# TUS INSTRUCCIONES
Transcribe sin ningún cambio el pasaje de la reseña sobre Renacer que empieza en "Eileen Acosta, aunque" y termina en "telegenia que posee.".

# FRAGMENTO SELECCIONADO
Lo que no se le puede negar a Monzón es su habilidad para potenciar el melodrama y complicar la vida de sus criaturas, a la usanza de las más clásicas telenovelas. Tal destreza, nos guste más o menos, es infalible cuando estamos en presencia de un público que agradece ciertas dosis de purismo en el género.
Pero la interpretación visual del guion es la que no logra tomar verdadero vuelo. Renacer necesitaba preciosismo, trabajar, como si de filigranas se tratara, ciertos momentos dramáticos claves y dotar de tridimensionalidad una propuesta evidentemente verbalista, pero muy efectiva.
Heiking Hernández, acostumbrada a usar ritmos reposados, al borde de la contemplación, volvió a sacar la misma fórmula, pero con un resultado menos feliz. Y es que el guion de Monzón requería de una puesta más arriesgada, sanguínea, que enfrentara a los actores a verdaderos duelos interpretativos.
Se extraña la meticulosidad de la Hernández y su equipo en rubros como la dirección de arte, la fotografía, la edición y el sonido directo. Este último, en específico es de una ineficacia y carencia de pulcritud increíbles.
Se percibe a las claras que se trabajó con prisa, tanto en la producción como al reescribir la obra desde el montaje. Sí, porque un texto audiovisual, no es solo la partitura que confecciona el guionista; es, en todo caso, la suma de todas las especialidades y de las decisiones consensuadas entre los realizadores y el editor de la obra.
La falta de un director de actores que equilibrara los tonos interpretativos, atentó con las calidades de los histriones. Muchos se las arreglan a base de oficio e intuición, pero otros pierden el rumbo muy fácil, y rayan en la recitación e inorganicidad.
Eileen Acosta, aunque muy dúctil, no se permite variar los recursos empleados. Hay una marcada victimización en su construcción de Aitana, que contrario a identificar al público con el Rol lo distancia. Es rescatable en ella, su concentración, su saber mirar a las cámaras y la increíble telegenia que posee.

# EXTRACTOS DE DATOS
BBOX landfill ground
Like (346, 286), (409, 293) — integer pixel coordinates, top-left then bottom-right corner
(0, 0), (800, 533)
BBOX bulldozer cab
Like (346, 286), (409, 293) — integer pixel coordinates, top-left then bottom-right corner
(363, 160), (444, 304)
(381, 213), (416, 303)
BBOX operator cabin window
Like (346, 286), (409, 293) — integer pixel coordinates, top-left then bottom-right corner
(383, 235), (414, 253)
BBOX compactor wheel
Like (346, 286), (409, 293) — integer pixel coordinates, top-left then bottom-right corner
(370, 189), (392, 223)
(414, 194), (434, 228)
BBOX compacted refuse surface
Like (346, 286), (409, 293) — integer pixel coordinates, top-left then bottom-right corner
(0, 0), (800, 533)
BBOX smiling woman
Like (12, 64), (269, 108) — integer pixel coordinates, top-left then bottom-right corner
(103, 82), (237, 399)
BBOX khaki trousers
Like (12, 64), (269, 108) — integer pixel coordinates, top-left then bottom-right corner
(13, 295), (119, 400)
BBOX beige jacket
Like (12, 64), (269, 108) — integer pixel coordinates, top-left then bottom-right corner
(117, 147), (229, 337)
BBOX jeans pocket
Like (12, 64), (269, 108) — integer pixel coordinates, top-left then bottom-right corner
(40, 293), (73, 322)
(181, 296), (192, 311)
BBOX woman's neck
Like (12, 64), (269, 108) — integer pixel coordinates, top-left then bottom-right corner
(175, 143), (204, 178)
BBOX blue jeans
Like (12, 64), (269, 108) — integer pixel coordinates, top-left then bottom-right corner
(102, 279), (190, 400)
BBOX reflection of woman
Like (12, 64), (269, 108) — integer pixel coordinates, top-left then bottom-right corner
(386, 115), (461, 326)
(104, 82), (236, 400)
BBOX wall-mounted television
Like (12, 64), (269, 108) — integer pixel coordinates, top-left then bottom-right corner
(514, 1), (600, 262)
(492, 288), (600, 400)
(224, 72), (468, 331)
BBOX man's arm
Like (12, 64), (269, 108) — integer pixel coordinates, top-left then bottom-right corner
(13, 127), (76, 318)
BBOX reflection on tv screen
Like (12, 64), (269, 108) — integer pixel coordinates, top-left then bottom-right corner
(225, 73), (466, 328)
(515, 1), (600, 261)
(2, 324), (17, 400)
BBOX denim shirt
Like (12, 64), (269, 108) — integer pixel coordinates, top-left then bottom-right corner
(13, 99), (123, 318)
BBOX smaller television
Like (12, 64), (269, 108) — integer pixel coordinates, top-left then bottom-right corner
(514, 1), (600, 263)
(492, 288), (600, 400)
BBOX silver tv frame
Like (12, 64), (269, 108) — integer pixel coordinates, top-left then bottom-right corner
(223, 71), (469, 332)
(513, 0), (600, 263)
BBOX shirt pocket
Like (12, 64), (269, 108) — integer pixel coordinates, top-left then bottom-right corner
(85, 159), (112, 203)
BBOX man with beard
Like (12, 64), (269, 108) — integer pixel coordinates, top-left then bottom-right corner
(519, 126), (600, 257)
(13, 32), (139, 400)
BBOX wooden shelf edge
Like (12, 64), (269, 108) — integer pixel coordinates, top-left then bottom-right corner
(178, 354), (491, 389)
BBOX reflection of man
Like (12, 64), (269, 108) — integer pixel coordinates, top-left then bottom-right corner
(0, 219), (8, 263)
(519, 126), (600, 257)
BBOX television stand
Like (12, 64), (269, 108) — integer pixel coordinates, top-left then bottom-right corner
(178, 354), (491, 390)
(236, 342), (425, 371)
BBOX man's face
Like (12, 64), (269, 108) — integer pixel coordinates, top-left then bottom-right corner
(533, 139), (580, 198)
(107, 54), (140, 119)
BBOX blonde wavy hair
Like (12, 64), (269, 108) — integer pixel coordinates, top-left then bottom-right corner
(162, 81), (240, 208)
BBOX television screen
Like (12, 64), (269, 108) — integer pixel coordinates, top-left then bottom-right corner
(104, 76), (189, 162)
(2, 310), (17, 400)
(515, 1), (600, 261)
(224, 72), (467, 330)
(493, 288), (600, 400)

# RESPUESTA
Eileen Acosta, aunque muy dúctil, no se permite variar los recursos empleados. Hay una marcada victimización en su construcción de Aitana, que contrario a identificar al público con el Rol lo distancia. Es rescatable en ella, su concentración, su saber mirar a las cámaras y la increíble telegenia que posee.